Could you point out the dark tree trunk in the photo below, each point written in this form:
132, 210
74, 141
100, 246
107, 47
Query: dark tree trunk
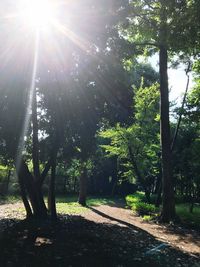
7, 182
138, 174
27, 206
83, 187
33, 190
168, 210
35, 148
51, 195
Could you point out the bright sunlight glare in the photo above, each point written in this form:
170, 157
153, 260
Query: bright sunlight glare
37, 14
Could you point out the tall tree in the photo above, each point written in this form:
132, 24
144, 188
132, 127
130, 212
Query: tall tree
161, 26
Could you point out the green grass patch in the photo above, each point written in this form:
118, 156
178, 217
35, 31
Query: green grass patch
10, 199
70, 208
69, 204
137, 203
186, 216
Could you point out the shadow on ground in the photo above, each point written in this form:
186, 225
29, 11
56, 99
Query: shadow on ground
75, 241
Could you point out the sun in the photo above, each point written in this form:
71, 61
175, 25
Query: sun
37, 14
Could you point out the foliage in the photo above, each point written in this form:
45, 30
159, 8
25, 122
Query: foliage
137, 146
144, 208
188, 218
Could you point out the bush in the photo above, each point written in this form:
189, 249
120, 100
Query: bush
144, 208
131, 200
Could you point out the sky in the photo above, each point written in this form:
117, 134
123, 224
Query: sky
177, 80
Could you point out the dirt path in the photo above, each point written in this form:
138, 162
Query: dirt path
104, 235
183, 239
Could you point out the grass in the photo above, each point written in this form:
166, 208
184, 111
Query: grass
64, 204
137, 203
69, 204
193, 219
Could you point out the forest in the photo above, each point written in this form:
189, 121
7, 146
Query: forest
92, 148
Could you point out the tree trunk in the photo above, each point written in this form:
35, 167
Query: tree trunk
27, 206
33, 190
168, 210
51, 195
138, 174
83, 186
35, 148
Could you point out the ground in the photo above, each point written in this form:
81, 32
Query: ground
102, 235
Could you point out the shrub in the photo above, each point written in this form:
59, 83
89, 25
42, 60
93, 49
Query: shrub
144, 208
131, 200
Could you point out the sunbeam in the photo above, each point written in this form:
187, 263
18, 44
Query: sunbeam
29, 103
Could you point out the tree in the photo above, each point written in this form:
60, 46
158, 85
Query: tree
65, 95
156, 26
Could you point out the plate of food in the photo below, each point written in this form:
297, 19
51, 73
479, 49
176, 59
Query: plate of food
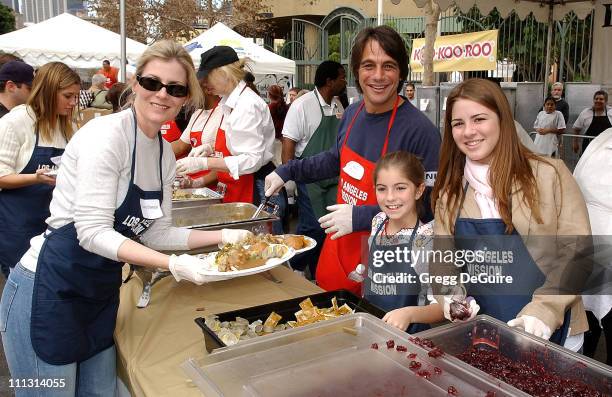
237, 260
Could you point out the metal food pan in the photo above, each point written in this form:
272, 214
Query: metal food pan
212, 197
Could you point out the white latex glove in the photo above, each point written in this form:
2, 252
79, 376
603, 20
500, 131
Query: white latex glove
◇ ◇ ◇ ◇ ◇ ◇ ◇
Rewrite all of the entries above as a numbered list, one line per item, skipping any blank lines. Leave the pictures out of the list.

IN RESPONSE =
1. Could you point out the dark tree trunk in the photo below, each point written in this form:
2. 132, 210
3. 74, 141
4. 100, 246
5. 107, 47
6. Query: dark tree trunk
7. 7, 182
8. 138, 174
9. 27, 206
10. 83, 187
11. 33, 190
12. 168, 210
13. 35, 148
14. 51, 195
15. Could you point out the bright sunlight glare in the photo above, each point written in this form:
16. 170, 157
17. 153, 260
18. Query: bright sunlight glare
19. 37, 14
20. Could you point out the tall tree in the photo above, each point written in this form:
21. 132, 24
22. 144, 188
23. 132, 127
24. 130, 212
25. Query: tall tree
26. 161, 26
27. Could you point out the green grass patch in the photo above, each point written in this form:
28. 118, 156
29. 178, 217
30. 35, 31
31. Query: green grass patch
32. 10, 199
33. 70, 208
34. 69, 204
35. 137, 203
36. 186, 216
37. Could you point out the shadow on ground in the photo above, each point written in this form:
38. 186, 225
39. 29, 11
40. 56, 99
41. Query: shadow on ground
42. 75, 241
43. Could you point out the sun in the photo above, each point written in this form:
44. 71, 61
45. 175, 25
46. Query: sun
47. 37, 14
48. Could you point out the foliage in the photo above, each point written in this form:
49. 45, 30
50. 159, 8
51. 25, 122
52. Query: foliage
53. 137, 146
54. 144, 208
55. 188, 218
56. Could you point out the bush in the photo above, each point written in this form:
57. 189, 249
58. 120, 100
59. Query: bush
60. 144, 208
61. 131, 200
62. Could you point out the sky in the photo above, each point written in this form:
63. 117, 134
64. 123, 224
65. Query: sky
66. 177, 80
67. Could you point out the dirt path in the photo above, each point written in this form:
68. 138, 162
69. Query: dirt path
70. 104, 235
71. 183, 239
72. Could you point out the grass in the photo above, each point written in this form:
73. 166, 208
74. 184, 111
75. Query: grass
76. 64, 204
77. 137, 203
78. 69, 204
79. 193, 219
80. Could you point out the forest in the photo above, each point written in this form:
81. 189, 121
82. 7, 146
83. Query: forest
84. 92, 148
85. Could you point out the tree trunk in the photo above, each point written in this form:
86. 35, 167
87. Query: tree trunk
88. 27, 206
89. 33, 190
90. 168, 210
91. 51, 195
92. 138, 174
93. 83, 186
94. 35, 148
95. Could you point out the ground in the photo above, each point written in this form:
96. 81, 32
97. Query: ground
98. 102, 235
99. Could you point out the shrub in the photo above, each point written in this form:
100. 59, 83
101. 89, 25
102. 42, 60
103. 93, 49
104. Query: shrub
105. 144, 208
106. 131, 200
107. Could you point out the sunbeam in the photo above, each point written in this form:
108. 187, 263
109. 18, 44
110. Query: sunbeam
111. 29, 103
112. Could you point out the tree in the photo above, each point written in this form:
113. 60, 46
114. 158, 85
115. Query: tree
116. 65, 95
117. 156, 26
118. Could you point out the plate of food in the photo below, each point written in this form:
119. 297, 19
120. 51, 73
121. 479, 49
122. 176, 59
123. Query: plate of food
124. 237, 260
125. Could you point out the metal food pan in the photo above, each point written in this form:
126. 272, 214
127. Query: metal food pan
128. 212, 197
129. Could you point out the white latex glove in the photo above, each point written in this form:
130. 2, 252
131. 79, 376
132. 603, 20
133. 500, 131
134. Query: white latex glove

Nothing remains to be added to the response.